Selected passage ▸
Zoned Block Devices
As the homepage says, QEMU is a generic and open source machine emulator and virtualizer. The project I’ve been working on is adding zoned device support to virtio-blk emulation[1].
QEMU is a big project which looks a bit intimidating at first (and afterward :). It’s also lots of fun investigating different parts to solve problems in the way. Sometimes, I feel like a lousy detective trying to figure out how things fit together. Luckily, my mentors in this project always give me a hand when I am stuck at wrong directions.
Brief introduction¶
Terminology | Abbr. | Concept |
---|---|---|
Shingled Magnetic Recording | SMR | write data in zones of overlapped tracks |
Perpendicular/Conventional Magnetic Recording | PMR/CMR | write data in discrete tracks |
write pointer | WP | it points to the lowest LBA(Logic Block Address) that have not been written of that zone |
sequential write required | SWR | Host Managed Model(HM): write operations must be sequential |
sequential write preferred | SWP | Host Aware Model(HA): unconstrained writes possible |
open zone resource | OZR | the open zone resource in a zone block device is limited |
Zoned storage¶
Imagining the shingles in the roof, SMR writes data in a similar overlapping manner. BY removing the gaps, more data tracks placing on each magnetic surface reflects in wider write head of design. The recording head will advance partial width of one data track after a write. Such overlapping tracks are grouped into zones. The gaps between zones prevents data overwrite from write head changing from one zone to another. (Ignoring-physics version)
What we want to take advantage of SMR in the project is the SWR property. For example, if LBA x
, x+a
is in zone 1, we can’t write x+a
after write x
because it is potentially under another zone. The area dencity of SMR results in higher disk capacity, better erasure coding, reducing adjacent-track interference exposure. Meanwhile, SMR also supports random read like CMR. Therefore SWR is good for data detection and recovery.

Rows ▸
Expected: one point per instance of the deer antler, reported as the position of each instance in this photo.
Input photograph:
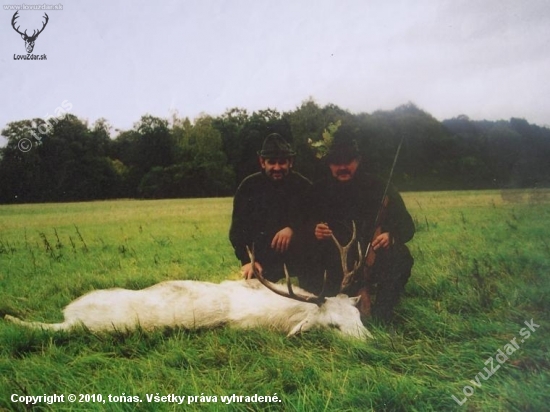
(34, 34)
(318, 300)
(349, 275)
(43, 26)
(15, 17)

Set problem ▸ Return the section of the zoned block devices text from "Zoned Block Devices" to "at wrong directions.", copied word for word.

The response ▸
Zoned Block Devices
As the homepage says, QEMU is a generic and open source machine emulator and virtualizer. The project I’ve been working on is adding zoned device support to virtio-blk emulation[1].
QEMU is a big project which looks a bit intimidating at first (and afterward :). It’s also lots of fun investigating different parts to solve problems in the way. Sometimes, I feel like a lousy detective trying to figure out how things fit together. Luckily, my mentors in this project always give me a hand when I am stuck at wrong directions.